■ Task instructions ■
Quote precisely the final stretch of the listing: start at the line containing "Wildlife-survey input: mark every instance of the woman in" and stop after the last line.

■ The records ■
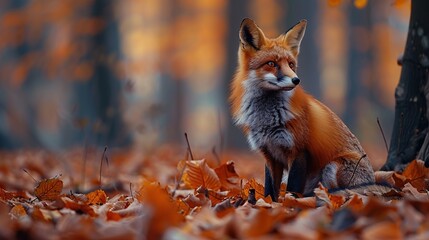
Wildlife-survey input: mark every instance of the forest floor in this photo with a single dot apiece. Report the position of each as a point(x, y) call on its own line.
point(118, 194)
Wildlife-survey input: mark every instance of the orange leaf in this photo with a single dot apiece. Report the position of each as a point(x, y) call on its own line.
point(334, 3)
point(5, 195)
point(165, 212)
point(253, 184)
point(37, 214)
point(49, 189)
point(198, 173)
point(383, 230)
point(18, 211)
point(113, 216)
point(333, 201)
point(355, 203)
point(416, 172)
point(97, 197)
point(79, 207)
point(263, 222)
point(302, 203)
point(359, 4)
point(228, 177)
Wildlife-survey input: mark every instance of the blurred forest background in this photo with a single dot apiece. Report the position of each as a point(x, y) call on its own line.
point(135, 73)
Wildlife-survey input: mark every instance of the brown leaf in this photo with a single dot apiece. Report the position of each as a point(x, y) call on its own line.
point(332, 201)
point(359, 4)
point(113, 216)
point(253, 184)
point(5, 195)
point(262, 221)
point(198, 173)
point(165, 212)
point(416, 172)
point(384, 177)
point(49, 189)
point(228, 177)
point(302, 203)
point(355, 203)
point(383, 230)
point(97, 197)
point(78, 207)
point(413, 193)
point(18, 211)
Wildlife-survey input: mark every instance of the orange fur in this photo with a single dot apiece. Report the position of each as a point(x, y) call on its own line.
point(316, 130)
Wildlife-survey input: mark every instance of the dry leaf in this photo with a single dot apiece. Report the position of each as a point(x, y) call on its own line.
point(332, 201)
point(49, 189)
point(78, 207)
point(228, 177)
point(253, 184)
point(383, 177)
point(262, 221)
point(302, 203)
point(97, 197)
point(416, 172)
point(18, 211)
point(5, 195)
point(359, 4)
point(198, 173)
point(383, 230)
point(165, 212)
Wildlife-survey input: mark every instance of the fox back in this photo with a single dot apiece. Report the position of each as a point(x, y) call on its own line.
point(295, 132)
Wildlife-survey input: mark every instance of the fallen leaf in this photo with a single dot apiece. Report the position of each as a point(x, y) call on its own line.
point(413, 193)
point(49, 189)
point(113, 216)
point(18, 211)
point(97, 197)
point(383, 177)
point(198, 173)
point(253, 184)
point(383, 230)
point(302, 203)
point(228, 177)
point(333, 201)
point(165, 212)
point(359, 4)
point(416, 172)
point(262, 221)
point(5, 195)
point(78, 207)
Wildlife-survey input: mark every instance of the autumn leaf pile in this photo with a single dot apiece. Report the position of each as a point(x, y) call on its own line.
point(161, 195)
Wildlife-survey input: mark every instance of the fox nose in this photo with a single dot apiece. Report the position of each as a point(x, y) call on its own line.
point(295, 80)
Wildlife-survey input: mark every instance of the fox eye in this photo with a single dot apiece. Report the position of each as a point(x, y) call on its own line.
point(271, 64)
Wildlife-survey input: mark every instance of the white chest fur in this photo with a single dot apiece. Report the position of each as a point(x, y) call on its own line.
point(265, 113)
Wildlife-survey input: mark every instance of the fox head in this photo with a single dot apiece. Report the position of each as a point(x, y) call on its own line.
point(270, 63)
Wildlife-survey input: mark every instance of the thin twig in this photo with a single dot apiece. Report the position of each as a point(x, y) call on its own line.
point(189, 146)
point(101, 162)
point(216, 155)
point(181, 175)
point(401, 121)
point(85, 155)
point(221, 136)
point(354, 171)
point(25, 170)
point(382, 133)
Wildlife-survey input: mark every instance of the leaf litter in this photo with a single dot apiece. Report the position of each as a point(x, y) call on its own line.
point(162, 196)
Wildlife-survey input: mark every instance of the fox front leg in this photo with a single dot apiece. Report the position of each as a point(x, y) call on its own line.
point(297, 175)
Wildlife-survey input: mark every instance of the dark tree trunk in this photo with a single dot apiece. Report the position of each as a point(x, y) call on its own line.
point(411, 120)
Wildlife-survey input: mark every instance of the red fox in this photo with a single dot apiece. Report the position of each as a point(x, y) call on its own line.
point(294, 132)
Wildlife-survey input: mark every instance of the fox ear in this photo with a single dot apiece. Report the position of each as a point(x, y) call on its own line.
point(294, 35)
point(251, 35)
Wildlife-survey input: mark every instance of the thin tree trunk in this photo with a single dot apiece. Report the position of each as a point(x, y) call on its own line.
point(411, 121)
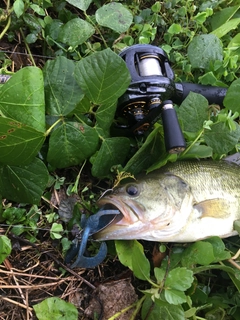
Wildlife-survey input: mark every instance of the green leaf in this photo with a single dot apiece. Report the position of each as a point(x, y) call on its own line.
point(193, 112)
point(103, 76)
point(62, 92)
point(140, 264)
point(5, 248)
point(148, 154)
point(179, 279)
point(235, 42)
point(220, 138)
point(222, 16)
point(159, 273)
point(18, 7)
point(226, 27)
point(114, 16)
point(219, 250)
point(199, 252)
point(14, 215)
point(80, 4)
point(55, 308)
point(175, 296)
point(198, 152)
point(22, 98)
point(71, 143)
point(175, 28)
point(24, 183)
point(231, 100)
point(113, 152)
point(124, 250)
point(105, 116)
point(131, 254)
point(161, 310)
point(236, 225)
point(55, 231)
point(19, 143)
point(76, 32)
point(205, 49)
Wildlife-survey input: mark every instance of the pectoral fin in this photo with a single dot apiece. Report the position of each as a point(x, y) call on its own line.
point(214, 208)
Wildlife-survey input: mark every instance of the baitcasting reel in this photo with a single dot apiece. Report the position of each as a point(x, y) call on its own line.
point(151, 95)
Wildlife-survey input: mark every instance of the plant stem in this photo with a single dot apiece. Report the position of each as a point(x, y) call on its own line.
point(28, 49)
point(97, 29)
point(9, 20)
point(192, 144)
point(52, 126)
point(137, 304)
point(6, 28)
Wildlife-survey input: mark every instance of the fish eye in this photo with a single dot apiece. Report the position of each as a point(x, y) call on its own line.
point(132, 190)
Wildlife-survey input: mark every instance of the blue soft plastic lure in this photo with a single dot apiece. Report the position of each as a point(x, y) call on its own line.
point(92, 225)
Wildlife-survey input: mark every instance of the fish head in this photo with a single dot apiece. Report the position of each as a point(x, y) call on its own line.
point(152, 204)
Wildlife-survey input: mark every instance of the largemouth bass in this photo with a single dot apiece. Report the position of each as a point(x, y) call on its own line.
point(181, 202)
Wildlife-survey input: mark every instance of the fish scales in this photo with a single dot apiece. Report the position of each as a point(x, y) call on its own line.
point(181, 202)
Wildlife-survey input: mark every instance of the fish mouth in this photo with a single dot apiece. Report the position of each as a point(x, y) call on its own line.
point(130, 213)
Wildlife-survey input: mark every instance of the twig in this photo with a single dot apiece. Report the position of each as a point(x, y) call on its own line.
point(17, 303)
point(57, 261)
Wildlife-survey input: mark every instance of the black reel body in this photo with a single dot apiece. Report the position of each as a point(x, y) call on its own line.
point(151, 95)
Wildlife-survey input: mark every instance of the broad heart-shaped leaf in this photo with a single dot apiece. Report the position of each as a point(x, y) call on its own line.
point(80, 4)
point(232, 98)
point(105, 115)
point(161, 310)
point(151, 151)
point(22, 98)
point(226, 27)
point(131, 254)
point(71, 143)
point(62, 93)
point(193, 112)
point(113, 152)
point(55, 308)
point(219, 250)
point(179, 279)
point(199, 252)
point(19, 143)
point(220, 17)
point(75, 32)
point(103, 76)
point(220, 138)
point(175, 297)
point(24, 183)
point(205, 49)
point(114, 16)
point(5, 248)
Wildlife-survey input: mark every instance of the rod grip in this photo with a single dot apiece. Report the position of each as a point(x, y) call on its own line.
point(174, 140)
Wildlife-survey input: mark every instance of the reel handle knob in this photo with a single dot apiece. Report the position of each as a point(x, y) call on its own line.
point(174, 140)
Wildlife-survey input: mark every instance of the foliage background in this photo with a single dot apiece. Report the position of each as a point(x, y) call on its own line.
point(66, 78)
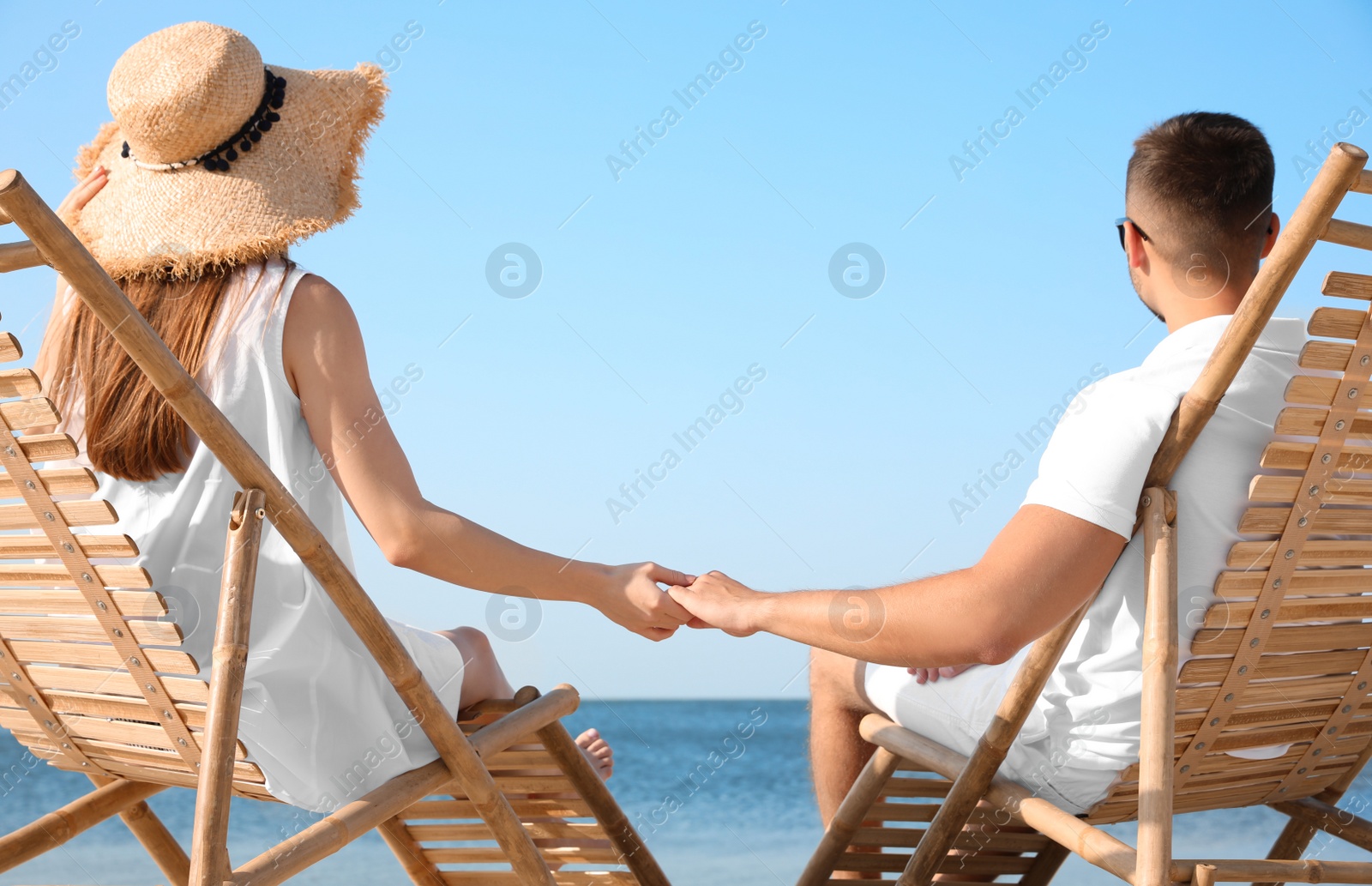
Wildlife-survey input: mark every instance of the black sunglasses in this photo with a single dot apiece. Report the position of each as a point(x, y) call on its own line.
point(1120, 226)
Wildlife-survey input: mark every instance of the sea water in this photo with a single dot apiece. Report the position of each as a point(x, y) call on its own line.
point(719, 790)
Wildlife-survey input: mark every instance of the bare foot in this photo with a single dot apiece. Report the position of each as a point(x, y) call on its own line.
point(597, 753)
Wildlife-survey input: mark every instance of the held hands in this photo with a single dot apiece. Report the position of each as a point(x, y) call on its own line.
point(637, 602)
point(717, 601)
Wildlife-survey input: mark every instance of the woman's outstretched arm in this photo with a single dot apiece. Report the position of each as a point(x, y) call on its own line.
point(326, 365)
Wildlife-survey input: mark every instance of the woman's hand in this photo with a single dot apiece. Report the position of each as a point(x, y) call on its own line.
point(86, 190)
point(635, 600)
point(717, 601)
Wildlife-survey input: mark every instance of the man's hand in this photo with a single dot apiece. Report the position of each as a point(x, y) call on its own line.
point(930, 675)
point(637, 602)
point(717, 601)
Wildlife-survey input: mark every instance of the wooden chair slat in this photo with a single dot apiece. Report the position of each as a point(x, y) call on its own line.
point(563, 808)
point(1303, 583)
point(39, 448)
point(1319, 553)
point(1308, 421)
point(114, 732)
point(31, 575)
point(86, 629)
point(114, 682)
point(541, 830)
point(1286, 639)
point(55, 482)
point(20, 383)
point(1337, 322)
point(1296, 455)
point(1293, 611)
point(1273, 489)
point(113, 707)
point(81, 513)
point(38, 546)
point(1328, 355)
point(1348, 286)
point(38, 412)
point(99, 656)
point(1328, 521)
point(129, 604)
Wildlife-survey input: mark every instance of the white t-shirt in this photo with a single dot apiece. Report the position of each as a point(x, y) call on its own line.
point(1094, 468)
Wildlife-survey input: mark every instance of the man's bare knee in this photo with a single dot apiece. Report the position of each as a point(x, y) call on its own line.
point(837, 679)
point(472, 643)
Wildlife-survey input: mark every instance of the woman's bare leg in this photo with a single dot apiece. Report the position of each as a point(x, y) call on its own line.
point(484, 678)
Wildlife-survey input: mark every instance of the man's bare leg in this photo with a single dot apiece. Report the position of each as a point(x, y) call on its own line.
point(837, 705)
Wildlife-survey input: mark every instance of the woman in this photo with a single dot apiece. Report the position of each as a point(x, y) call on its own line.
point(212, 167)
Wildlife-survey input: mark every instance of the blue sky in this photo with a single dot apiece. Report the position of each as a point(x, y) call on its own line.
point(662, 283)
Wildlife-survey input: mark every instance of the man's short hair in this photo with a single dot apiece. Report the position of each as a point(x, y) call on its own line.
point(1202, 181)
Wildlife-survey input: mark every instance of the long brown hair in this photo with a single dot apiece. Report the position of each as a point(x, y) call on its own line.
point(130, 431)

■ Response ■
Wildlife-survey input: mark every instance of the woman in this photo with a single dot apiece. Report the position of each as a point(x, y) call on its own line.
point(212, 167)
Wildlife-survey input: mark every instance of the blue sky in this photo with a single dot apiece. Report the position of each as a point(x, y) call on its own line.
point(662, 283)
Wildlife-survey input: mark every instance of the man's short hair in this photo with a single dot apiece. Report the position of each as a point(x, y) call on its own line.
point(1202, 181)
Wildlife-survey input: mark every instance of the long brown hair in this photo with a single dot apiece. Report the position of each as a point(x, y) call on its own line.
point(130, 431)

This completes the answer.